▶ [PROVIDED MATERIAL]:
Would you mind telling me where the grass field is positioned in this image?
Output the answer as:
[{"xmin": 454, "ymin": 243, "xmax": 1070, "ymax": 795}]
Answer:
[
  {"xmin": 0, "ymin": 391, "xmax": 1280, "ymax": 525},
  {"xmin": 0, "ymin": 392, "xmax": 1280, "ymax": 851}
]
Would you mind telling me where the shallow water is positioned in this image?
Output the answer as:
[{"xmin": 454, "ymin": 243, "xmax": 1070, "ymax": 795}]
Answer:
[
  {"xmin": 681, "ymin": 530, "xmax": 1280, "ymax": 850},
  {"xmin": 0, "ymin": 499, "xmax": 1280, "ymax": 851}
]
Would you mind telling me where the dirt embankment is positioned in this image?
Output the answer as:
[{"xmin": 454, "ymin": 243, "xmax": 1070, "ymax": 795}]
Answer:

▶ [WHAT THE TASK REQUIRES]: Count how many lines in the records above contain the word "Would". Give only the number.

▶ [ANSWER]: 3